### [What is needed]
Pick up the news report on Israeli strikes against aid workers in Gaza right after its last sentence and keep writing.

### [Excerpt]
• • • • •
Israel forces attack Gaza aid worker locations despite groups providing coordinates, HRW says
Israeli forces conducted at least eight strikes on aid workers' convoys and sites in Gaza since October, despite these organisations giving Israeli authorities their coordinates, Human Rights Watch (HRW) has said.
Israel did not give advance warnings to any of the aid groups prior to the attacks, which killed or injured at least 31 people, the rights organisation said in a press release on Tuesday.
In one well-known incident on 1 April, Israeli strikes killed seven aid workers with food relief group World Central Kitchen (WCK), leading to widespread international uproar.
"Israel's killing of seven World Central Kitchen aid workers was shocking and should never have happened under international law," said HRW associate crisis, conflict, and arms director Belkis Wille.
"Israel's allies need to recognise that these attacks that have killed aid workers have happened over and over again, and they need to stop."
These strikes were not an isolated "mistake" but one of at least eight instances where aid groups had given Israel their convoy or premises' coordinates but were subsequently attacked without warning, HRW said.
Other incidents include attacks on a Doctors Without Borders (MSF) convoy on 18 November, an International Rescue Committee (IRC) and Medical Aid for Palestinians (MAP) guest house on 18 January, and a convoy belonging to UN's Palestinian refugee agency, UNRWA, on 5 February.
The eight attacks show "fundamental flaws" with the so-called deconfliction system, HRW said, which was established to allow aid workers to safely deliver critical assistance in the Gaza Strip, whose inhabitants are threatened by a famine resulting from Israel's war and siege.
• • • • •
### [Provided records]
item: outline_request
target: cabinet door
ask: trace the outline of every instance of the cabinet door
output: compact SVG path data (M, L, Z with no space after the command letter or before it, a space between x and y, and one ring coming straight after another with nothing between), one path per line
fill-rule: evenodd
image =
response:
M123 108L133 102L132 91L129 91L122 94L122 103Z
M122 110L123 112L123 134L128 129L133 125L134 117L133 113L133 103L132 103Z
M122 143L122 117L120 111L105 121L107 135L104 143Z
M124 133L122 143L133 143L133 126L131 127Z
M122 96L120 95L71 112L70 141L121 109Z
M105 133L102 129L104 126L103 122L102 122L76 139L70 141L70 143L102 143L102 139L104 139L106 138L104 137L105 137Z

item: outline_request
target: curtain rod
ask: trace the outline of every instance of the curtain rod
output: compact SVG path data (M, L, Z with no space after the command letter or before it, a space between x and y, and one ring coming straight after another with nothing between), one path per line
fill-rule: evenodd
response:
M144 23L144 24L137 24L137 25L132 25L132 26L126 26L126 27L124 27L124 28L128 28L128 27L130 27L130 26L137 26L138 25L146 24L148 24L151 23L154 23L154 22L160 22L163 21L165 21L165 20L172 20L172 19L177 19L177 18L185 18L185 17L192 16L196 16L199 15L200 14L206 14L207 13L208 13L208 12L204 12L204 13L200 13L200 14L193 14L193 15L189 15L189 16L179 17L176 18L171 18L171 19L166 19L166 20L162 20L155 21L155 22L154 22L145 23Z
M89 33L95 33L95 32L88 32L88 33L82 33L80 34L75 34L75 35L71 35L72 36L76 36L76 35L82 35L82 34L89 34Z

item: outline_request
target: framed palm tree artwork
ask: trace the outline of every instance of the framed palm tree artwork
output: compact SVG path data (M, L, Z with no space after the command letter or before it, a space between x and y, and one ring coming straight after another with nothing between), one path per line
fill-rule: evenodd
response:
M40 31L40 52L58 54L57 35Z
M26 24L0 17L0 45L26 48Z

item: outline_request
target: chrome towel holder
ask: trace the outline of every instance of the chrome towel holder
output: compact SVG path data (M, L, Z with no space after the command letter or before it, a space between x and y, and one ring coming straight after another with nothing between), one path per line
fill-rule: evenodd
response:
• • • • •
### [Task answer]
At least 254 aid workers were killed in Gaza between 7 October and 30 April, among them 185 United Nations staff, the UN humanitarian office, OCHA, said.
HRW recently met staff from 11 humanitarian groups and UN aid agencies working in Gaza who said Israeli attacks on aid workers had made them take various measures included periodically halting work, cutting the number of staff in Gaza, or seriously limiting their aid operations in other ways.
"I can't risk sending more staff into Gaza because I cannot rely on deconfliction as a way of keeping them say," a senior employee from a group whose guest house was attacked told HRW, which they said was a central factor in restricting the organisation's ability to provide medical services.
"You can build docks and send shipments, but without a safe operating environment, you will have a pile up of shipments that people aren't able to deploy safely to help people."
HRW said the pattern of attacks, despite prior notifications, poses serious questions about Israel's commitment to comply with international humanitarian law and the laws of war.
Israel's war on Gaza has so far killed at least 35,173 people, according to the Palestinian enclave's health ministry, and injured 79,000 more.
Ambulances, hospitals, and residential buildings have come under attack in the seven-month Israeli military offensive, which has devastated Gaza's infrastructure.